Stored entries
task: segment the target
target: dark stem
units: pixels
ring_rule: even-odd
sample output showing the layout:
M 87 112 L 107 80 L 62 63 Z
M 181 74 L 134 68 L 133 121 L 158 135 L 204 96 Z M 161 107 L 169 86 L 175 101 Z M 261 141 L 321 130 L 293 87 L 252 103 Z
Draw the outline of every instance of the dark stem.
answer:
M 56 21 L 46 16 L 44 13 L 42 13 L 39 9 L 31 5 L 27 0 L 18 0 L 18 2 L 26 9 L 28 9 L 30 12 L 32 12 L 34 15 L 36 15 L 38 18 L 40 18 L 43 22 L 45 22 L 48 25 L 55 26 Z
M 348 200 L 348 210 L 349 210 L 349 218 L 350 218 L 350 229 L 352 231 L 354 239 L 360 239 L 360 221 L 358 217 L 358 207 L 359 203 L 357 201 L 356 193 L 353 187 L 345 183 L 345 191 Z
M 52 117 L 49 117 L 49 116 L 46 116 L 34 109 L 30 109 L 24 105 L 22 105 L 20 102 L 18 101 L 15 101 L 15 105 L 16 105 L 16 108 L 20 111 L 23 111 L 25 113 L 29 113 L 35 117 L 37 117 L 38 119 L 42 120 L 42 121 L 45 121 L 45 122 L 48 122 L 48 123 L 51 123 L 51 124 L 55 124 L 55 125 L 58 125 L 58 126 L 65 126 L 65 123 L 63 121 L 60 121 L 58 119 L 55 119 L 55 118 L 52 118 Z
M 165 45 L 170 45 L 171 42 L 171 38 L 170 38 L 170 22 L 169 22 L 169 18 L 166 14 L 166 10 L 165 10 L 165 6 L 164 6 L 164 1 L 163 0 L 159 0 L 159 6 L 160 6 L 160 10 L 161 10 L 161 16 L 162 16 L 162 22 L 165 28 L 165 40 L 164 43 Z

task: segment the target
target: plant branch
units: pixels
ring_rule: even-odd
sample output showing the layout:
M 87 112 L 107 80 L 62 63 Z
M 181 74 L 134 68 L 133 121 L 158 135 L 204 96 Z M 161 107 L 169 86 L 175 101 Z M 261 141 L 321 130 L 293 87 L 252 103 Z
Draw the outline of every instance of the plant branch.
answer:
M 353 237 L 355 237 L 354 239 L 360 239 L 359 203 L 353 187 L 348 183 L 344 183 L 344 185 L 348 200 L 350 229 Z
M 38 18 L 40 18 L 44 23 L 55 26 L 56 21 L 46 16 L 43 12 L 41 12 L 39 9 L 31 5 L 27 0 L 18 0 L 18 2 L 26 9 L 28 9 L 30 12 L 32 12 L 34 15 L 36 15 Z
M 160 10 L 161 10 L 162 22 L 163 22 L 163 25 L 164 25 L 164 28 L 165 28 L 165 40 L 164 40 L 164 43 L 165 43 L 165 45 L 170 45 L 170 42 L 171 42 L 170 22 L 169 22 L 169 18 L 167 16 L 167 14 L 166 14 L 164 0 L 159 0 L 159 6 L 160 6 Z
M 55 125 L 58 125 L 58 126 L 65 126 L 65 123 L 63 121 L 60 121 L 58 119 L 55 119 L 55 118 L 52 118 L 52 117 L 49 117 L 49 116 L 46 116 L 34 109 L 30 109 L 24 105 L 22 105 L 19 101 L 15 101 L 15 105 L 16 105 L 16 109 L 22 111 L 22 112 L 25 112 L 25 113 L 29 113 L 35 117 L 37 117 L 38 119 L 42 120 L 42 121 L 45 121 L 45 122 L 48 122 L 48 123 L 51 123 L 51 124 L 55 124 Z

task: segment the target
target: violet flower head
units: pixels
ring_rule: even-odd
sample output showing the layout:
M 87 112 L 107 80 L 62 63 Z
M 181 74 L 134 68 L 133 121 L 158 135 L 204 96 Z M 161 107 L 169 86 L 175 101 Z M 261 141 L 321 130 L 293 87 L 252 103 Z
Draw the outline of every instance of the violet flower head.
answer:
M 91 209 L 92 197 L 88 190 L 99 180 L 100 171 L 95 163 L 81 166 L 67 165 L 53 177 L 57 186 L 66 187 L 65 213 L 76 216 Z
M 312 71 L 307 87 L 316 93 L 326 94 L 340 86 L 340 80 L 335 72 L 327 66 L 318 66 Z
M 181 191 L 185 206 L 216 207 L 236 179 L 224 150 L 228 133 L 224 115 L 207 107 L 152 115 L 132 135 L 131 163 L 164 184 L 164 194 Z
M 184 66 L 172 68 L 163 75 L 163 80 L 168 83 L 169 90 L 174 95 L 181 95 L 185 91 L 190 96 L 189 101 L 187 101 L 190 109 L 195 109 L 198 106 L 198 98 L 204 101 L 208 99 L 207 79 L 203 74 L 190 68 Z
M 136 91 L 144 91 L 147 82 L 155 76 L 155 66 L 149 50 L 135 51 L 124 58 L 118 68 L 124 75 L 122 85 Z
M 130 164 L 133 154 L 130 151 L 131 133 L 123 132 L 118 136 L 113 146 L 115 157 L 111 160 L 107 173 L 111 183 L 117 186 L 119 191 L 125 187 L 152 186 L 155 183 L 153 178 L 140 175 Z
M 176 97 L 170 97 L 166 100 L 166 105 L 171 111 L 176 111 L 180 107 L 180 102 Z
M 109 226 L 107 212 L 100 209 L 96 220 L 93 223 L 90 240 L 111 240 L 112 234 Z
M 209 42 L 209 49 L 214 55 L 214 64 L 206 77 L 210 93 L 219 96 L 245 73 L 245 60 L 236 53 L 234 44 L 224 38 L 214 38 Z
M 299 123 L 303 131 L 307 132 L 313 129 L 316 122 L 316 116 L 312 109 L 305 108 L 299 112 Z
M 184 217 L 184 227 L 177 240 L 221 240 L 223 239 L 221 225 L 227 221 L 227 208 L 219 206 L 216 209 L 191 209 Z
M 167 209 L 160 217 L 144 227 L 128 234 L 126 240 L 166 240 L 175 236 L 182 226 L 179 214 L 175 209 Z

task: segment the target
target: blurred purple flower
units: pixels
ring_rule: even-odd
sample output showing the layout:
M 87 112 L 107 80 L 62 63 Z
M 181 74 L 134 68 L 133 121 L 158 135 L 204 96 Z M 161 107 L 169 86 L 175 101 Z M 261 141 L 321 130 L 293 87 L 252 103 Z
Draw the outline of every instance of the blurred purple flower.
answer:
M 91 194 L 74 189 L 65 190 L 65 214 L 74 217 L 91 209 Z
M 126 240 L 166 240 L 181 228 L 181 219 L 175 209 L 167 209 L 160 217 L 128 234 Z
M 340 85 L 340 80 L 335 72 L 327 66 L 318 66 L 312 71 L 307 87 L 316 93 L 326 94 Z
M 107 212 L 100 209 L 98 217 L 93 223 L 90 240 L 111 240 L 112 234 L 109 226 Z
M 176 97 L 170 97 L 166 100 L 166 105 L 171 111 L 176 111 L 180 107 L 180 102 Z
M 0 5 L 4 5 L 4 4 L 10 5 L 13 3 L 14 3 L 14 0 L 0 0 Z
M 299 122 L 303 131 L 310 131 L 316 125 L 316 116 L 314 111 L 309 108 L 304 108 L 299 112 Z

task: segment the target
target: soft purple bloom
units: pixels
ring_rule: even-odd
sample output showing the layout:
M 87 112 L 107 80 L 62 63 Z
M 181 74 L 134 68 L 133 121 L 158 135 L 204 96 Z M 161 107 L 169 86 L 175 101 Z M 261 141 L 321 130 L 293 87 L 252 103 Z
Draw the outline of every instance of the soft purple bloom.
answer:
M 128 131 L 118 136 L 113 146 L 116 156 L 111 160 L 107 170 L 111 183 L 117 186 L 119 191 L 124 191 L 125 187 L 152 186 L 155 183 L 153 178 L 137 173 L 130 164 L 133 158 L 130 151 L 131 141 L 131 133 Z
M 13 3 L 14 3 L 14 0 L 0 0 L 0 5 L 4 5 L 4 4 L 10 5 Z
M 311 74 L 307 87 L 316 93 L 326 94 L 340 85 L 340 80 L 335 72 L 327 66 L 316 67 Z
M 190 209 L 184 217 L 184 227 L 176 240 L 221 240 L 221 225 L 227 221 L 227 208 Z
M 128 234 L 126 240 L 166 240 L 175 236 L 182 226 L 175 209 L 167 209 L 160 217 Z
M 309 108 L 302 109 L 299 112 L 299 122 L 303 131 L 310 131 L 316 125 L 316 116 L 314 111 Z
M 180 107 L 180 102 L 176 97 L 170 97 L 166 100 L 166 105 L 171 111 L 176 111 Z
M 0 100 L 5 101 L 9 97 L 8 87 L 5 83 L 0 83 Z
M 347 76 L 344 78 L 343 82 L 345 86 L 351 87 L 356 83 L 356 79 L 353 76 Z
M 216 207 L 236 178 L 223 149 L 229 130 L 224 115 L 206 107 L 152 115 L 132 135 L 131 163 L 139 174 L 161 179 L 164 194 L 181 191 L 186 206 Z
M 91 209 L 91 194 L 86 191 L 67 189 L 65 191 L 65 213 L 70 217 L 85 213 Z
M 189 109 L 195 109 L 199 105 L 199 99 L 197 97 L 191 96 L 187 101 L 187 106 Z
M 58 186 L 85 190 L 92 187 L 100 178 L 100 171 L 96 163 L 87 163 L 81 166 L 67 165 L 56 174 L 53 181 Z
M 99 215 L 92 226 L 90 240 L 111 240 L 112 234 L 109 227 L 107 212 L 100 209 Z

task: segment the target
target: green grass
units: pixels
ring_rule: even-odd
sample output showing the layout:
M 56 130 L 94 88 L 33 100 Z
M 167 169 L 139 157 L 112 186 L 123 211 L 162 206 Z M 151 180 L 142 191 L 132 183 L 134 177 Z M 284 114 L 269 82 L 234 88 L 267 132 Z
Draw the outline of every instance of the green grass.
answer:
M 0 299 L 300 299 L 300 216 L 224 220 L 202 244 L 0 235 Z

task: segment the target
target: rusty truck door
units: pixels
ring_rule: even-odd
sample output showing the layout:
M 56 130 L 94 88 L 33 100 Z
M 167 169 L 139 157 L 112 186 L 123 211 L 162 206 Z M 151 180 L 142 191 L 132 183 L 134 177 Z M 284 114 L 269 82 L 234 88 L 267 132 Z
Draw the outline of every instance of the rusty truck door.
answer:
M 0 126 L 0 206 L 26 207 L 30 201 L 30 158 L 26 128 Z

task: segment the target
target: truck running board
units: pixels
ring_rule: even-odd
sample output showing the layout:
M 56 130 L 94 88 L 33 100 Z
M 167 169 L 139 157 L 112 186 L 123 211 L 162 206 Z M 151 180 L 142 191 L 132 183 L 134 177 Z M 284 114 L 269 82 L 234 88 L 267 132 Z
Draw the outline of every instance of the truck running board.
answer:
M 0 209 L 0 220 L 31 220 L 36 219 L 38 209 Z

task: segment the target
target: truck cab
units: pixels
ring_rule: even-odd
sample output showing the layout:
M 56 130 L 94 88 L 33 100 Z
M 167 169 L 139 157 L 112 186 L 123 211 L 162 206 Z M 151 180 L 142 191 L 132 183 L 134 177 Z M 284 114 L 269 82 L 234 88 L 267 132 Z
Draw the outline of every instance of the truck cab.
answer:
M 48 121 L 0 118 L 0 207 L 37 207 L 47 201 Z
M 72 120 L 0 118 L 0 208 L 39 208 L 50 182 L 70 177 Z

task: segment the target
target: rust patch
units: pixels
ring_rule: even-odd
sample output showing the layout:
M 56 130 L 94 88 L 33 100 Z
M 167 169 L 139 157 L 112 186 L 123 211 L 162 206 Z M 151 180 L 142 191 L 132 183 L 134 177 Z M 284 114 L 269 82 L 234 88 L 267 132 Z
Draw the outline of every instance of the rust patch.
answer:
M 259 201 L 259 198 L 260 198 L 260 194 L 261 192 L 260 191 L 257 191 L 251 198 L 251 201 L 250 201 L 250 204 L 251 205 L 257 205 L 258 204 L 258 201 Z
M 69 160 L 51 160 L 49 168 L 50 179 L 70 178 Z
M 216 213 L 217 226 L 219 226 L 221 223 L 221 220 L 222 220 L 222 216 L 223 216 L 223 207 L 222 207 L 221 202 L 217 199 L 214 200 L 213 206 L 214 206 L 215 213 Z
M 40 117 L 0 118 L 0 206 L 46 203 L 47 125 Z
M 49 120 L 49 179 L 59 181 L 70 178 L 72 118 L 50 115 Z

- [Description of the task] All lines above between those holding "target: dark stem" and "Draw the outline of every instance of the dark", inclusive, must be set down unchanged, and no other line may be included.

- [Exercise result]
target: dark stem
units: pixels
ring_rule: even-odd
sample output showing the layout:
M 87 112 L 107 80 L 62 63 Z
M 181 74 L 134 68 L 133 121 L 158 135 L 204 96 Z M 161 107 L 169 86 L 175 101 Z M 261 141 L 321 130 L 293 87 L 252 103 Z
Draw the outline of every instance of the dark stem.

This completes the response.